▶ [WHAT THE TASK ASKS]
From the line with "A single point falls on each instance of the paw, written" through the line with "couch backrest, written", inclusive, return each line of the data below exactly and leave the rest out.

════════════════════

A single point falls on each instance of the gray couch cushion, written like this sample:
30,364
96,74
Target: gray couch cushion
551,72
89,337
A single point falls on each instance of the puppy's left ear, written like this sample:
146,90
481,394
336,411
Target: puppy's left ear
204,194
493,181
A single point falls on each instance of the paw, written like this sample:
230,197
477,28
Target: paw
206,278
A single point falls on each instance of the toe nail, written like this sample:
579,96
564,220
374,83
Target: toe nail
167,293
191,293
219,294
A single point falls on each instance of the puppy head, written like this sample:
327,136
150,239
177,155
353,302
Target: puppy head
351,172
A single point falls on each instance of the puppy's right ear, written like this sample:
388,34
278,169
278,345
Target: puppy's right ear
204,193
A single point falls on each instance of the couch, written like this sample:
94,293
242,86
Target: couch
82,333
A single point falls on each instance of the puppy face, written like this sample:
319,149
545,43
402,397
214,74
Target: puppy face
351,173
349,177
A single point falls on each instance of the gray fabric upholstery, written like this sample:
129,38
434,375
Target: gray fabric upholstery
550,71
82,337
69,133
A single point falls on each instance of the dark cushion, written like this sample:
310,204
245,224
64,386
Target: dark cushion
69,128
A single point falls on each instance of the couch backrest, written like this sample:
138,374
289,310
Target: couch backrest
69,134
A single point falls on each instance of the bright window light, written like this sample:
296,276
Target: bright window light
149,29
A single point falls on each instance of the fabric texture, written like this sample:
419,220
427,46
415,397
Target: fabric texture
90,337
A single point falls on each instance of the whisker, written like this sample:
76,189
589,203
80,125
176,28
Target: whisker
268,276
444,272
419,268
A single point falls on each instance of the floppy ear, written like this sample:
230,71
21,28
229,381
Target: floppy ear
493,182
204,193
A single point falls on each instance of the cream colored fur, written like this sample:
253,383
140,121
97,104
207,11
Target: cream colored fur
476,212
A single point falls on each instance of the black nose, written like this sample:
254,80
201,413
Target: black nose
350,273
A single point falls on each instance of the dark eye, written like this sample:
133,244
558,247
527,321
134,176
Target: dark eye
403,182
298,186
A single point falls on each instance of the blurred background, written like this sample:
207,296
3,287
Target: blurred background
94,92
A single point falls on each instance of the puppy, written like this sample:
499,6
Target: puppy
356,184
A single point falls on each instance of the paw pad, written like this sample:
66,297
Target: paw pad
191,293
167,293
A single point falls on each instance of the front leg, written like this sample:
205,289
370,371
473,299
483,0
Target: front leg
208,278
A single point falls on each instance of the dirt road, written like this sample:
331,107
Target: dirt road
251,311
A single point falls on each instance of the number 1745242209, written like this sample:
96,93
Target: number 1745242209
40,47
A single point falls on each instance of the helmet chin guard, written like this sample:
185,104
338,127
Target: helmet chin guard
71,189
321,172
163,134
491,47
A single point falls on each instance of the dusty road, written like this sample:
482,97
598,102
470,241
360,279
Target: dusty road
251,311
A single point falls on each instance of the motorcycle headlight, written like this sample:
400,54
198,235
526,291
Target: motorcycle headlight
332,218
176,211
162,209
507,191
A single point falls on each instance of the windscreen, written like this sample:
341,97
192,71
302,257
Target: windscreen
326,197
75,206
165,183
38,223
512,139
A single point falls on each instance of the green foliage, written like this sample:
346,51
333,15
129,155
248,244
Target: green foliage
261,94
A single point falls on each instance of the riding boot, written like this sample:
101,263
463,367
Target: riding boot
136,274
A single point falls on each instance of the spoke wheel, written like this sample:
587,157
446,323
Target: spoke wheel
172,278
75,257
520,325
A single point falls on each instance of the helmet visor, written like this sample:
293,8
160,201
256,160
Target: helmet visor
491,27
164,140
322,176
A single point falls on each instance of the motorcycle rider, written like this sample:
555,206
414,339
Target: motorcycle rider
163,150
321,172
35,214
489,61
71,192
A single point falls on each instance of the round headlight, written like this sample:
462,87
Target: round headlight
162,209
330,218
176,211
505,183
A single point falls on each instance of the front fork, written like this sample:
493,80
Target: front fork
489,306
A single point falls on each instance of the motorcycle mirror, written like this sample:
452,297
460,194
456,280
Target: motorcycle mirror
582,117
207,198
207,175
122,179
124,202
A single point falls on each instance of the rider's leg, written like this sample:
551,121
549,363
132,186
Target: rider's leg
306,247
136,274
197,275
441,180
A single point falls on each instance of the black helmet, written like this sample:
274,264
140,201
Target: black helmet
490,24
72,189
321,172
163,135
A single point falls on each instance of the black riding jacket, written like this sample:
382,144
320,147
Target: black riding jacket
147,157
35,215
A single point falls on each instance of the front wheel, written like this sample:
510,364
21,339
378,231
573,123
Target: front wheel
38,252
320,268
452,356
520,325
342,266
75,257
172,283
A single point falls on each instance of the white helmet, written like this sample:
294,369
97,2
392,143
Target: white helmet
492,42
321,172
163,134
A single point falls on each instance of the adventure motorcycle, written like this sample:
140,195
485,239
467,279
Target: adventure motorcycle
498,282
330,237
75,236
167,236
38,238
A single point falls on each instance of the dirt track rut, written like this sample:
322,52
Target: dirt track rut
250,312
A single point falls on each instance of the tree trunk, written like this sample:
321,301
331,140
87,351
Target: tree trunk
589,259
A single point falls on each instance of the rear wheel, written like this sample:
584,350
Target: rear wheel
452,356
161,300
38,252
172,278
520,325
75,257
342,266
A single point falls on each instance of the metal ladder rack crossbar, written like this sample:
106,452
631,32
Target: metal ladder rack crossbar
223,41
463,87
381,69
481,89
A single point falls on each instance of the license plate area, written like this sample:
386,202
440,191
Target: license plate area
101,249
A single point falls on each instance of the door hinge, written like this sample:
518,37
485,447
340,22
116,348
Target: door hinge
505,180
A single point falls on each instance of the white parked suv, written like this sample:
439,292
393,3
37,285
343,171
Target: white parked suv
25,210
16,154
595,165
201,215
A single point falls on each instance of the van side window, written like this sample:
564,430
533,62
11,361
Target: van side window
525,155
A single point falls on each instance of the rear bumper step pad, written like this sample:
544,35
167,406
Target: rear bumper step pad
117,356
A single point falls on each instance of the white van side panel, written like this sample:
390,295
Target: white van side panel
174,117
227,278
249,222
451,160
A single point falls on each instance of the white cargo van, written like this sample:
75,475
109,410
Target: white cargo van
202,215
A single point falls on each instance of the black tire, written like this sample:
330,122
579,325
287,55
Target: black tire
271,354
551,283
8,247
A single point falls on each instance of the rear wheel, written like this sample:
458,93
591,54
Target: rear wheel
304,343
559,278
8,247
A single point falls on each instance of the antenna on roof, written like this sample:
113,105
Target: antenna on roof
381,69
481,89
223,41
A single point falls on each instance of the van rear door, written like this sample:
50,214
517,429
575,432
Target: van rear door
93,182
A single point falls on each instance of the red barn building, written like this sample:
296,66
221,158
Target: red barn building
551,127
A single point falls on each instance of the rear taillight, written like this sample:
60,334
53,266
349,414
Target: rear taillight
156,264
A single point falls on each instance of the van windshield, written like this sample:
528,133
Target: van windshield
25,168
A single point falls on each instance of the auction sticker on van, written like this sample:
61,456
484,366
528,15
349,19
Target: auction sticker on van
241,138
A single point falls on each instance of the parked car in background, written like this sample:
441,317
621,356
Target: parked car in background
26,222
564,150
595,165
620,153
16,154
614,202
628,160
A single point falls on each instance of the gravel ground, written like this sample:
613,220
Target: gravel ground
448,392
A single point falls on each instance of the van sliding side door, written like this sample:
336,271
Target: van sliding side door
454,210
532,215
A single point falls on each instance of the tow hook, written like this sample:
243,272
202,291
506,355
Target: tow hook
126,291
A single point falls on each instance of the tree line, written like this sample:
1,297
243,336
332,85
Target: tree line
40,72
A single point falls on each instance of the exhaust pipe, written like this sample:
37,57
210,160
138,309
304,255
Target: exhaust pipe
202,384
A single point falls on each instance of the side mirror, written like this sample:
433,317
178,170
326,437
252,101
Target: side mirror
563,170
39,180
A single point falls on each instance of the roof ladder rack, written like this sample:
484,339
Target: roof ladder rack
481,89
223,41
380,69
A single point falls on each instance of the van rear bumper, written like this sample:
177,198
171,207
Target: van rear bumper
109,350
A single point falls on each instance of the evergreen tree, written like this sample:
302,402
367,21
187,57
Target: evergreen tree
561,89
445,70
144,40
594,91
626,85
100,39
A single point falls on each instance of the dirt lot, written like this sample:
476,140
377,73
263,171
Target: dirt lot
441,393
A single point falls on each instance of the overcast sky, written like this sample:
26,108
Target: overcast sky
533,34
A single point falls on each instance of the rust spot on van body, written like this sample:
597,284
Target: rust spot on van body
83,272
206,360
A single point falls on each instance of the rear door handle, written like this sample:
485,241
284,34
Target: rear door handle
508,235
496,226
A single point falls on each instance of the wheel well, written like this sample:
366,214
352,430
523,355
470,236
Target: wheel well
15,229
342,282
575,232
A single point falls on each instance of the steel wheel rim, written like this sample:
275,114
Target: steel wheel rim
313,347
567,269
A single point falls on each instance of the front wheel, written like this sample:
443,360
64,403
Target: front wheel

════════════════════

▶ [THE COMPLETED TASK]
A single point falls on each instance of the paw, written like this sample:
230,197
477,28
Target: paw
206,278
A single point falls on each instance of the toe nail, written like this sample:
579,96
564,220
374,83
Target: toe nail
167,293
191,293
219,294
A single point falls on each instance of the puppy head, written like this sample:
327,136
150,239
177,155
353,302
Target: puppy head
351,172
A single point falls on each instance of the puppy's right ear, written like this sample:
388,34
278,169
278,345
Target: puppy's right ear
204,193
A single point falls on each instance of the couch, written like this sample:
94,293
242,86
Target: couch
82,333
A single point falls on each instance of the puppy face, written like this sample:
319,149
545,43
402,397
214,74
Target: puppy face
351,173
349,177
A single point falls on each instance of the gray fabric upholstery, written like this sample:
129,38
434,375
Target: gray fabric upholstery
550,71
82,337
69,133
A single point falls on each instance of the dark cushion, written like this sample:
310,204
245,224
64,386
Target: dark cushion
69,128
A single point falls on each instance of the couch backrest, written like this sample:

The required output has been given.